> [The task]: Return every line of the material below without a single change.

[Items from a dataset]
'''

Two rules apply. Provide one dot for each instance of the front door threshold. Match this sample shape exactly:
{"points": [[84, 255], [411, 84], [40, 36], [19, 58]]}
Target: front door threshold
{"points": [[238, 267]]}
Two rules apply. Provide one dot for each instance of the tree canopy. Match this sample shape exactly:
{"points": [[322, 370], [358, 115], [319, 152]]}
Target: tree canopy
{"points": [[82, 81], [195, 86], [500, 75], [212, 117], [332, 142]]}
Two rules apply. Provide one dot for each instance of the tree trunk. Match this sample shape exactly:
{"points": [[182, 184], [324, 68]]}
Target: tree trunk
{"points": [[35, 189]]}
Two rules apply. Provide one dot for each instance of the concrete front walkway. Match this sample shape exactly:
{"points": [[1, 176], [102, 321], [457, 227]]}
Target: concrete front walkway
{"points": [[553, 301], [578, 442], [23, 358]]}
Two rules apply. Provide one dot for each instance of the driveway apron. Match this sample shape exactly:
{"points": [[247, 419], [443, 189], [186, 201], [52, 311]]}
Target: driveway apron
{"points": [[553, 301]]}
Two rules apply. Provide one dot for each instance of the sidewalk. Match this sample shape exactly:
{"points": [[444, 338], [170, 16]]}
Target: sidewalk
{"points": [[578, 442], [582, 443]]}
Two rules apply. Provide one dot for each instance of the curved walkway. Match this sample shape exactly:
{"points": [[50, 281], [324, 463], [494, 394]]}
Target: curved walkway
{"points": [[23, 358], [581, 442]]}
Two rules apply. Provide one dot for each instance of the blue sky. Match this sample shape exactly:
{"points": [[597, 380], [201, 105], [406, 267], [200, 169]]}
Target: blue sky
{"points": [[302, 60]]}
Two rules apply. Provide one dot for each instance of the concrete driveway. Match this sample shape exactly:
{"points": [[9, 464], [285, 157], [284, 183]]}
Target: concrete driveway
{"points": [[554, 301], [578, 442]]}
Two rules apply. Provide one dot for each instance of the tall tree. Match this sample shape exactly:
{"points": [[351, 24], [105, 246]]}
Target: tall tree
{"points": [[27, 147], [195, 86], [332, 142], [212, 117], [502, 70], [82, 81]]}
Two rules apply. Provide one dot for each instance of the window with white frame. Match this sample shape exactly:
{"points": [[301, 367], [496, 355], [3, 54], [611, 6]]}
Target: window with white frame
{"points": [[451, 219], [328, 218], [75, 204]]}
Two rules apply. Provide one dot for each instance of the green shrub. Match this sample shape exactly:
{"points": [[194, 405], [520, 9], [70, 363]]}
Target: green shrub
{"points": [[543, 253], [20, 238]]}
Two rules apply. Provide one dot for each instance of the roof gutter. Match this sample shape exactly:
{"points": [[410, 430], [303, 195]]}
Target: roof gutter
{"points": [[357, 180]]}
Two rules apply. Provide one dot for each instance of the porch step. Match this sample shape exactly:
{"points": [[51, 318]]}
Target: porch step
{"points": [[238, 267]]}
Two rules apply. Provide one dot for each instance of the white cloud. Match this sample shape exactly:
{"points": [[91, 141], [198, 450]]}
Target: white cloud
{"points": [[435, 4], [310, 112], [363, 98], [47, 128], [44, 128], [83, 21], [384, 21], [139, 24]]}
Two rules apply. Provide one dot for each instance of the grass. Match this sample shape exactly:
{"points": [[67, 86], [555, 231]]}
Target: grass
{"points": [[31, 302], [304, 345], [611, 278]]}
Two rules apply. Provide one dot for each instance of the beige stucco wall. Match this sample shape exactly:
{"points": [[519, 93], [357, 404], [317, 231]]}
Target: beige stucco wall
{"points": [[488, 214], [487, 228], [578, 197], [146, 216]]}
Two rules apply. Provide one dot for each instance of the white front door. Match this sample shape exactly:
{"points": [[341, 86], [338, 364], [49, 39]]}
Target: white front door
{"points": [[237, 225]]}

'''

> [The completed task]:
Two rules apply. Provide one dot for each instance of the front door threshold. Match this sample shape exactly:
{"points": [[84, 255], [411, 84], [40, 36], [19, 58]]}
Target: front door threshold
{"points": [[238, 267]]}
Two rules apply. Provide one dot for each instance of the tree canopy. Match this sample shape exactly:
{"points": [[322, 370], [358, 115], [319, 152]]}
Target: tree canopy
{"points": [[82, 81], [195, 86], [500, 75], [212, 117], [332, 142]]}
Two rules apply. Provide one dot for each instance of the tree trunk. Match this sample shape exactly:
{"points": [[182, 184], [324, 68]]}
Target: tree trunk
{"points": [[35, 189]]}
Two rules apply. Provide one dot for each instance of the concrete front walkway. Match this sample shape exactly:
{"points": [[1, 176], [102, 321], [457, 227]]}
Target: concrete front walkway
{"points": [[553, 301], [578, 442], [23, 358]]}
Two rules apply. Provide one dot for each instance of the driveway apron. Match this sample shape exactly:
{"points": [[247, 419], [443, 189], [186, 201], [52, 311]]}
Target: driveway apron
{"points": [[553, 301]]}
Two rules apply. Provide one dot for each instance of the sidewalk. Match this sample shape exactly:
{"points": [[444, 338], [170, 16]]}
Target: sidewalk
{"points": [[578, 442], [582, 443]]}
Two rules apply. Provide one dot for each instance of the curved walkway. Match this sample shape exactly:
{"points": [[50, 281], [324, 463], [494, 394]]}
Target: curved walkway
{"points": [[23, 358], [581, 442]]}
Two rules apply. Provide one dot for each instance of the blue sky. Match this sample shape exactly:
{"points": [[597, 380], [201, 105], [406, 267], [200, 169]]}
Target: blue sky
{"points": [[302, 60]]}
Two rules apply. Provide one dot for each instance of the concrete driveway. Match this sample shape exactly:
{"points": [[9, 464], [285, 157], [284, 183]]}
Target: concrete driveway
{"points": [[554, 301], [578, 442]]}
Two rules apply. Provide one dot for each instance of the tall tree. Match this sample shape exactly:
{"points": [[351, 24], [105, 246]]}
Target: tall tree
{"points": [[27, 147], [195, 86], [332, 142], [212, 117], [502, 70], [82, 81]]}
Two rules apply. Provide one dot for each instance of the window with white frame. Match this sample shape exactly:
{"points": [[301, 367], [496, 355], [3, 54], [611, 6]]}
Target: window with white frame
{"points": [[451, 219], [328, 218], [75, 204]]}
Two rules apply. Provide one dot for each instance of the green shrub. Match this sample shape exactly:
{"points": [[194, 405], [520, 9], [70, 363]]}
Target: green shrub
{"points": [[543, 253], [20, 238]]}
Two rules apply. Provide one dot for each instance of the roof gutter. Match this sample shape exactly:
{"points": [[410, 430], [303, 195]]}
Target: roof gutter
{"points": [[357, 180]]}
Two rules apply. Provide one dot for each instance of the porch step. Match this sample shape exactly:
{"points": [[51, 318]]}
Target: porch step
{"points": [[238, 267]]}
Two rules apply. Provide one dot for each instance of the white cloud. Match this sample shape exactly:
{"points": [[91, 141], [198, 450]]}
Target: white cloud
{"points": [[435, 4], [310, 112], [363, 98], [47, 128], [44, 128], [83, 21], [384, 21], [139, 24]]}
Two rules apply. Provide one dot for each instance of the grass. Match this sample shape exactly:
{"points": [[67, 86], [555, 231]]}
Target: grass
{"points": [[31, 302], [304, 345], [611, 278]]}
Two rules apply. Provide one dot for each instance of the beige stucco wall. Match this sample shape exactly:
{"points": [[519, 93], [357, 404], [317, 231]]}
Target: beige stucco wall
{"points": [[488, 214], [487, 228], [578, 197], [146, 216]]}
Two rules apply. Provide one dot for each instance of the white front door. Match this sample shape exactly:
{"points": [[341, 86], [338, 364], [49, 39]]}
Target: white front door
{"points": [[237, 225]]}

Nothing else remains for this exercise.